### Assignment
Return the data given below exactly as it appears.

(Beginning of Material for the task)

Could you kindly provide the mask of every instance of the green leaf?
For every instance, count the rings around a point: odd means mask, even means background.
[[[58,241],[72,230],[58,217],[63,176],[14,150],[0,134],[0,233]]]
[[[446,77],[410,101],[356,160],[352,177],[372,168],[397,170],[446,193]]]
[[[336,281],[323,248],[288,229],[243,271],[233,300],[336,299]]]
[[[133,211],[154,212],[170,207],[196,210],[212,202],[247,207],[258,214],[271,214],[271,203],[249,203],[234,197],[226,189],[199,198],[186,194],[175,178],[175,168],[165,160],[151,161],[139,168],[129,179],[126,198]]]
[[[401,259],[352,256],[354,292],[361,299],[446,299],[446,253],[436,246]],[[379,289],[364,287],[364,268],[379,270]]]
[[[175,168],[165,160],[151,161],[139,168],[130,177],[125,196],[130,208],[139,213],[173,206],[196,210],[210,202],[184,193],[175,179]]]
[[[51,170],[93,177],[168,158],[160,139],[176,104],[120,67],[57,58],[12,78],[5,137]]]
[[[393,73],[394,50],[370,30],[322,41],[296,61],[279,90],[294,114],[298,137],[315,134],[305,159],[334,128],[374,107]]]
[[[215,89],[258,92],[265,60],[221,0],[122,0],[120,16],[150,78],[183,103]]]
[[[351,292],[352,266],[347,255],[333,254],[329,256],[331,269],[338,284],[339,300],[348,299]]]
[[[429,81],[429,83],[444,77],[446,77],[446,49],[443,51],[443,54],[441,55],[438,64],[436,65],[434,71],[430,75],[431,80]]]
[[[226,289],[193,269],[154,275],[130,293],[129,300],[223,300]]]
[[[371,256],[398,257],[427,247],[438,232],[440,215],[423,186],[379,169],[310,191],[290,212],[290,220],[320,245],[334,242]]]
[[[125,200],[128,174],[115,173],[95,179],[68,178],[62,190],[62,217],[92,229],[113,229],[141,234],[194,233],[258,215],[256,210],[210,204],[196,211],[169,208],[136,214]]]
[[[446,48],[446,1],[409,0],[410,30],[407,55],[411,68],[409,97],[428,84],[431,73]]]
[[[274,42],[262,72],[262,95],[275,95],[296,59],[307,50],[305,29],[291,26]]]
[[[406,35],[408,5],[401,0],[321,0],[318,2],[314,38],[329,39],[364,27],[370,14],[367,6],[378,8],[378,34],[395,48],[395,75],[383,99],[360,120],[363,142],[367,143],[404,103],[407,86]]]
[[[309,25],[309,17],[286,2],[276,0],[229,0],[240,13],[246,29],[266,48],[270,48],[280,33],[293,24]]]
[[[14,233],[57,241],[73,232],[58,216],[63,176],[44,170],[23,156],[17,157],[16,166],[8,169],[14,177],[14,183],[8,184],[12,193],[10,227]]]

(End of Material for the task)

### Exercise solution
Could you kindly provide the mask of every instance of the green leaf?
For every instance, count the rings around a point: odd means mask, even means background.
[[[58,241],[72,230],[58,217],[63,176],[14,150],[0,134],[0,233]]]
[[[446,77],[410,101],[356,160],[352,177],[372,168],[397,170],[446,193]]]
[[[336,281],[323,248],[288,229],[243,271],[233,300],[336,299]]]
[[[133,211],[154,212],[170,207],[196,210],[212,202],[247,207],[258,214],[271,214],[271,203],[249,203],[234,197],[226,189],[199,198],[186,194],[175,178],[175,168],[165,160],[151,161],[139,168],[129,179],[126,198]]]
[[[401,259],[352,256],[354,292],[361,299],[446,299],[446,253],[436,246]],[[379,289],[364,287],[364,268],[379,270]]]
[[[175,168],[165,160],[151,161],[139,168],[130,177],[125,196],[130,208],[139,213],[173,206],[196,210],[210,202],[184,193],[175,179]]]
[[[51,170],[93,177],[168,158],[160,139],[176,104],[120,67],[57,58],[12,78],[5,137]]]
[[[393,73],[394,50],[370,30],[322,41],[296,61],[279,90],[294,114],[298,137],[315,134],[305,159],[334,128],[374,107]]]
[[[215,89],[258,92],[265,60],[221,0],[122,0],[120,16],[150,78],[183,103]]]
[[[351,292],[352,266],[347,255],[333,254],[329,256],[331,269],[338,284],[339,300],[348,299]]]
[[[429,81],[429,83],[444,77],[446,77],[446,49],[443,51],[443,54],[441,55],[438,64],[436,65],[434,71],[430,75],[431,80]]]
[[[226,289],[193,269],[154,275],[130,293],[129,300],[223,300]]]
[[[371,256],[398,257],[427,247],[438,232],[440,215],[423,186],[379,169],[310,191],[290,212],[290,220],[320,245],[334,242]]]
[[[125,200],[128,174],[115,173],[95,179],[68,178],[62,190],[62,217],[92,229],[113,229],[141,234],[194,233],[258,215],[256,210],[210,204],[196,211],[169,208],[136,214]]]
[[[446,48],[446,1],[409,0],[410,30],[407,55],[411,68],[409,97],[428,84],[431,73]]]
[[[274,42],[262,72],[262,95],[275,95],[296,59],[307,50],[305,29],[291,26]]]
[[[406,35],[408,5],[401,0],[321,0],[318,2],[314,38],[329,39],[364,27],[370,14],[367,6],[378,8],[378,34],[395,48],[395,75],[383,99],[360,120],[363,142],[367,143],[404,103],[407,86]]]
[[[309,25],[309,17],[286,2],[276,0],[229,0],[240,13],[246,29],[266,48],[270,48],[280,33],[293,24]]]
[[[14,233],[57,241],[73,232],[58,216],[63,176],[44,170],[23,156],[17,157],[16,166],[8,169],[14,177],[14,183],[8,184],[12,193],[10,227]]]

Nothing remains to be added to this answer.